Document text
-- start --

HBCUs occupied 33 of the top 50 positions on the list of baccalaureate institutions of U.S. black Ph.D.s who graduated between 1975 and 1999 (appendix table B-8). Howard University, an HBCU, occupied the first position, by a wide margin, for both the periods 1975–99 and 1995–99. Howard was the first university established for blacks under legal segregation to have undergraduate, graduate, and professional schools (Kane, Anzovin, and Podell 1997:174). Forty-one percent of blacks who earned doctorates in the period 1975–99 received their bachelor's degrees from among the 50 top-listed institutions.
In the last quarter of the 20th century, 25,872 blacks earned doctorates. More than 42 percent of those who had a baccalaureate received that degree from an HBCU, although the percentage of black Ph.D.s whose baccalaureate institution was an HBCU was lower in the late 1990s (31 percent) than it was in the late 1970s (56 percent) (figure 5-3 ). HBCUs also played a significant role in the undergraduate education of black foreign nationals who earned bachelor's degrees in the United States on their way to the doctorate. About one-fifth (21 percent) of foreign black Ph.D.s graduating in the last quarter-century earned their baccalaureates at HBCUs.

-- end --

Material to process

-- start --

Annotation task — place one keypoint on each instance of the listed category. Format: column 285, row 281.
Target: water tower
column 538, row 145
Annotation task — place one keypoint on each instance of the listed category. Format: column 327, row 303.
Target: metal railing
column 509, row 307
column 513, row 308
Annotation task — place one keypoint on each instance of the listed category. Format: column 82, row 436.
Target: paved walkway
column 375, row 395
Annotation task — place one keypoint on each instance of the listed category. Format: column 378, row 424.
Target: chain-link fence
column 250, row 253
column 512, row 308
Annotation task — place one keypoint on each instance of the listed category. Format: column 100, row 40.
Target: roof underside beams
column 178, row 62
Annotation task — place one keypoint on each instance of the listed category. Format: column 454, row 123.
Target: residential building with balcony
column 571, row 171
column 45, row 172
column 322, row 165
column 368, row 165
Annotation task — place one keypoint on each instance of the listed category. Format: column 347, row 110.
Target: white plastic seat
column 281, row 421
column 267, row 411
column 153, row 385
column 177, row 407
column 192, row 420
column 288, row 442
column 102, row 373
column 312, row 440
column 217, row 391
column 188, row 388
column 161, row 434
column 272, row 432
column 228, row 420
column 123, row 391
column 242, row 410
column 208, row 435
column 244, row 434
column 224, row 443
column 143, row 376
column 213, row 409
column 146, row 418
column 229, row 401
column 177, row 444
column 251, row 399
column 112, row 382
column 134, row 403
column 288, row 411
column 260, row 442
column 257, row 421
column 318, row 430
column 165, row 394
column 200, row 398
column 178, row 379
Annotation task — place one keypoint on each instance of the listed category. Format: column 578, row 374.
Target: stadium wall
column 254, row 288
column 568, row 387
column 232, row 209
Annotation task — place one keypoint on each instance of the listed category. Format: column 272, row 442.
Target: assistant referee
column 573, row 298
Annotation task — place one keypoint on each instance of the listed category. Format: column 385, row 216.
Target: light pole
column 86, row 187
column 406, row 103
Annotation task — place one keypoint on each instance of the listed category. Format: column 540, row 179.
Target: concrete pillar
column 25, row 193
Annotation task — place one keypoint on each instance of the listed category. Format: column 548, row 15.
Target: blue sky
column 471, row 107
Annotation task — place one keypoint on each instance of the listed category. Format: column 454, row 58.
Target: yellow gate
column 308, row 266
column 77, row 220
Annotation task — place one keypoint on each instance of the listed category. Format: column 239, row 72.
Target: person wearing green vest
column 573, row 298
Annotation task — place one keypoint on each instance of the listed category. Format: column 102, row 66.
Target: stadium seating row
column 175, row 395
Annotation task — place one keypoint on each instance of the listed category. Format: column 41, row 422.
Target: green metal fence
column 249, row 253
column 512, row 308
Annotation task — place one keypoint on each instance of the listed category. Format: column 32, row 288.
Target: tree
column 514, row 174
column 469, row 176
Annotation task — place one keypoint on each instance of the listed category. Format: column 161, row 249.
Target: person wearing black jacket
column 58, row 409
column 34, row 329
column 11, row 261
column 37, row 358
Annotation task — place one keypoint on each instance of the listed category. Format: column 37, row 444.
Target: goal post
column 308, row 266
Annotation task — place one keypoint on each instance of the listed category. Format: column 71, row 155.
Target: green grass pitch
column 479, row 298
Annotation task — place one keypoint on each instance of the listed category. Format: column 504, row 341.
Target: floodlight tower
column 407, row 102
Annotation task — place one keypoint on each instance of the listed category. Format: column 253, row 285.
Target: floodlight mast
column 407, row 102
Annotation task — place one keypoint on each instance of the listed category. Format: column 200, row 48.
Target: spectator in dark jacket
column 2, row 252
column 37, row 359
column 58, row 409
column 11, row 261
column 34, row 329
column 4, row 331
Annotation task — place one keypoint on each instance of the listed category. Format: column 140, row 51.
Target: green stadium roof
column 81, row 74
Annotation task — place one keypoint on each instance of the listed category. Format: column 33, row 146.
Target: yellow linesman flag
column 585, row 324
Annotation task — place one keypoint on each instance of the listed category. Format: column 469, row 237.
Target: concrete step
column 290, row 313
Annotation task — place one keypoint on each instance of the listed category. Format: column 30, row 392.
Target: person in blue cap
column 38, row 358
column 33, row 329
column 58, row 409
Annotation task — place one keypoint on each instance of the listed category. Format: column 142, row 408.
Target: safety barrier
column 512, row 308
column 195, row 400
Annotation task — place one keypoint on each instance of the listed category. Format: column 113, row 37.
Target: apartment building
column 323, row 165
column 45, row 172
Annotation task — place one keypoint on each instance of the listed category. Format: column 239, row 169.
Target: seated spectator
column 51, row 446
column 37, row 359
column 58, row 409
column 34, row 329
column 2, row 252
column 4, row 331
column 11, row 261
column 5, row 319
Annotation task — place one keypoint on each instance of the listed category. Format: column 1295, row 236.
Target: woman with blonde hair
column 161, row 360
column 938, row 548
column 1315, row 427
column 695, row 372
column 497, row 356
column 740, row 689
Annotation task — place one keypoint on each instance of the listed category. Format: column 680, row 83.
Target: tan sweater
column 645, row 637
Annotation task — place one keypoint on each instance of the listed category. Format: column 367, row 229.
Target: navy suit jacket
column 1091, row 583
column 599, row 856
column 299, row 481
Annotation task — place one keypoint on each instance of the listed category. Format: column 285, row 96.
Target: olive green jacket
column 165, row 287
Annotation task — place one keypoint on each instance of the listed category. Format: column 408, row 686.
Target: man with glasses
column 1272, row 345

-- end --

Written tasks
1. The HBCU doctorates text says HBCUs played a significant role in the undergraduate education of black foreign nationals. Explain what support it gives for that claim.
2. Output the rows word for word, from the first row through the line containing "column 513, row 308", including both ends.

Full answers
1. The claim rests on the share of foreign black Ph.D.s who earned their bachelor's degrees at HBCUs. About one-fifth (21 percent) of foreign black Ph.D.s graduating in the last quarter of the 20th century earned their baccalaureates at HBCUs.

2.
Annotation task — place one keypoint on each instance of the listed category. Format: column 285, row 281.
Target: water tower
column 538, row 145
Annotation task — place one keypoint on each instance of the listed category. Format: column 327, row 303.
Target: metal railing
column 509, row 307
column 513, row 308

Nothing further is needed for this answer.